- [PROVIDED MATERIAL]

-----

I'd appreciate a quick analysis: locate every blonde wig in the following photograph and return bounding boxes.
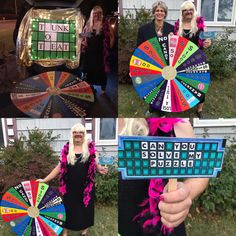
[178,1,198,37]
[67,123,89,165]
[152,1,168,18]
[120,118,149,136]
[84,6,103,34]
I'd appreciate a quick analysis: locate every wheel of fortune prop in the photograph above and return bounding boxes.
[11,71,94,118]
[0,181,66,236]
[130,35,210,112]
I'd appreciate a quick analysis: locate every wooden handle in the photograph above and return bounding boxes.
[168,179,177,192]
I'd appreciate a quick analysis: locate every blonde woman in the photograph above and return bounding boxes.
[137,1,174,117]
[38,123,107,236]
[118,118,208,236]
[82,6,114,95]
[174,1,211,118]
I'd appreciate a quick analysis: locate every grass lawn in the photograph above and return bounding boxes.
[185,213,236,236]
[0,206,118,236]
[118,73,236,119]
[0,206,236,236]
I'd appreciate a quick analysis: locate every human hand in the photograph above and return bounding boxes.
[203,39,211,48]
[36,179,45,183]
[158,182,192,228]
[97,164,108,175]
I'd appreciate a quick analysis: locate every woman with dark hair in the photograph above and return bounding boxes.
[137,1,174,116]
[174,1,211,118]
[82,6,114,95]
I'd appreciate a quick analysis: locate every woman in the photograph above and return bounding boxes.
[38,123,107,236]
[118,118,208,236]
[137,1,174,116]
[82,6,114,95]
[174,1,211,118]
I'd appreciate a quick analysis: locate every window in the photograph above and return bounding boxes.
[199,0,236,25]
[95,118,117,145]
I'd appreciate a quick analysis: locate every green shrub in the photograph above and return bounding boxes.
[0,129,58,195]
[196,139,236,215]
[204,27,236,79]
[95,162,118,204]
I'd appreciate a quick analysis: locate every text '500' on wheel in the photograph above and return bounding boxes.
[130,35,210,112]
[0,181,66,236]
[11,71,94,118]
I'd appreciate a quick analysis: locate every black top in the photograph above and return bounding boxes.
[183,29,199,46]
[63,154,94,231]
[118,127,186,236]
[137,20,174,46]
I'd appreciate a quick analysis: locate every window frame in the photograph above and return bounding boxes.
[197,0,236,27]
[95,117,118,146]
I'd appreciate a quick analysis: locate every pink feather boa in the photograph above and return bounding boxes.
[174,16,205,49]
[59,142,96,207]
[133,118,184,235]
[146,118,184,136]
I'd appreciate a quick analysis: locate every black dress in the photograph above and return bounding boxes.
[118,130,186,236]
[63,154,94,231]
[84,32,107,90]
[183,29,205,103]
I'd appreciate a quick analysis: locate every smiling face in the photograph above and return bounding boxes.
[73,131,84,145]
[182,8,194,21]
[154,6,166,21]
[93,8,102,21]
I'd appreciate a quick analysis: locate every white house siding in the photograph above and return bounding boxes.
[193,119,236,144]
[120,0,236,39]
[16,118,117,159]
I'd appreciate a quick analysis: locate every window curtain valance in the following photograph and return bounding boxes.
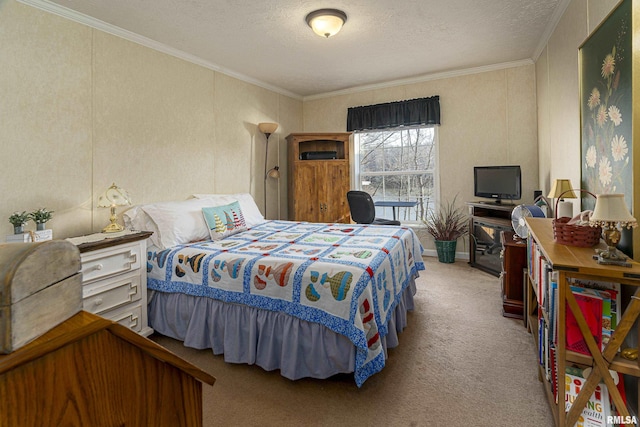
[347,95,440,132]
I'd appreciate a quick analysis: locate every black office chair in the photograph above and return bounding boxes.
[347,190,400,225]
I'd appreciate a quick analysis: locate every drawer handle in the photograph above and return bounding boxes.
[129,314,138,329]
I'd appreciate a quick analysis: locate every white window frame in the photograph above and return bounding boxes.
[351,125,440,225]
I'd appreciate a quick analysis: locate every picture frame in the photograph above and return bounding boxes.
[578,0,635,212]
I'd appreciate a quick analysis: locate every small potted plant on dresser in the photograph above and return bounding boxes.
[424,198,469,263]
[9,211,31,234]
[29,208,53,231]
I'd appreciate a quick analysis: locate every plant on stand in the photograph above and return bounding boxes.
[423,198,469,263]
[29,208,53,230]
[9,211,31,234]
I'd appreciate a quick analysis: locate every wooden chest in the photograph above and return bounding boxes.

-----

- [GOAL OF THE EXERCISE]
Convert all the records above into one numbered list with no blank lines, and leave the pictures out.

- [RESULT BELOW]
1. I'd appreciate a quick analysis: locate every blonde wig in the following photograph and return bounding boxes.
2. [178,1,198,37]
3. [67,123,89,165]
4. [152,1,168,18]
5. [120,118,149,136]
6. [84,6,103,34]
7. I'd appreciate a quick analysis: locate every wheel of fortune prop in the photograph above and return bounding boxes.
8. [11,71,94,118]
9. [0,181,66,236]
10. [130,35,210,112]
11. I'd appreciate a quick analysis: locate every wooden handle in the photograph above and return bounding boxes.
12. [168,179,177,192]
13. I'd appreciate a quick analysis: locate every blonde woman in the photograph above and return bounding boxes.
14. [137,1,174,117]
15. [38,123,107,236]
16. [118,118,208,236]
17. [82,6,114,95]
18. [174,1,211,118]
19. I'd appreciate a quick analysis: locate every grass lawn in the photograph above and return bounding boxes.
20. [185,213,236,236]
21. [0,206,118,236]
22. [118,73,236,119]
23. [0,206,236,236]
24. I'd appreciate a quick analysis: locate every human hand in the photograph above and return bounding boxes.
25. [203,39,211,48]
26. [36,179,45,183]
27. [158,182,192,228]
28. [97,164,108,175]
29. I'd appreciate a quick analysis: locate every woman with dark hair in the photograph above and return bounding boxes.
30. [137,1,174,116]
31. [174,1,211,118]
32. [82,6,114,95]
33. I'd appreciate a quick analysis: locate every woman in the photograph above and return bounding boxes.
34. [38,123,107,236]
35. [118,118,208,236]
36. [137,1,174,116]
37. [82,6,114,95]
38. [174,1,211,118]
39. I'd appreciate a quick analysis: locate every window in the photograph above and return bounding boxes.
40. [199,0,236,25]
41. [95,118,117,145]
42. I'd appreciate a quick analysis: locate every green shrub in the photograph above and return bounding boxes.
43. [0,129,58,195]
44. [196,139,236,215]
45. [204,27,236,79]
46. [95,162,118,204]
47. I'd appreciate a quick analysis: locate every text '500' on wheel in the photograph above and return bounding boxes.
48. [130,35,210,112]
49. [0,181,66,236]
50. [11,71,94,118]
51. I'd appreciate a quick analysis: locate every black top in the photograph above and return bounding boxes.
52. [183,29,199,46]
53. [63,154,94,231]
54. [118,127,186,236]
55. [137,20,174,46]
56. I'd appreciate a quick analysis: locate every window frame in the photograph above and return bounding boxes.
57. [197,0,236,27]
58. [95,117,118,146]
59. I'd appreciate a quick analysis: locate every pink feather boa in the photograph above and return bounding boxes.
60. [174,16,205,49]
61. [59,142,96,207]
62. [133,118,184,235]
63. [146,118,184,136]
64. I'd appreciate a quick analysis: locate every black dress in the photograph above and return bounding boxes.
65. [118,130,186,236]
66. [63,154,94,231]
67. [84,32,107,90]
68. [183,29,205,103]
69. I'd appreciate a quick analysis: locate every smiling face in the photograph above and return bounding boxes.
70. [73,131,84,145]
71. [182,8,194,21]
72. [154,6,166,21]
73. [93,8,102,21]
74. I'd appreciate a quick analysis: locate every white house siding in the photograph above and return bounding boxes.
75. [193,119,236,144]
76. [120,0,236,39]
77. [16,118,117,159]
78. I'd appreciate a quick analysis: locate every window curtain valance in the following photograph and return bounding boxes.
79. [347,95,440,132]
80. I'd appreciate a quick analysis: locate every black office chair in the photograph above and return bounding boxes.
81. [347,190,400,225]
82. I'd appreciate a quick analysis: locate every drawer handle in the photograph above and return bounding boxes.
83. [129,314,138,329]
84. I'd appreciate a quick analysis: locate every white window frame in the photograph above and return bounding boxes.
85. [351,125,440,225]
86. I'd appreciate a quick analysis: locate every picture frame in the photograph above and return bounding boxes.
87. [578,0,635,212]
88. I'd appreciate a quick analysis: locate every small potted plant on dresser in the photograph above and return bounding boxes.
89. [424,198,469,263]
90. [9,211,31,234]
91. [29,208,53,231]
92. I'd appreciate a quick analysis: locate every plant on stand in the photograph above and return bounding boxes.
93. [423,198,469,263]
94. [29,208,53,230]
95. [9,211,31,234]
96. I'd appreciate a quick analysis: locate every wooden chest in the photograph above and return bounding boxes.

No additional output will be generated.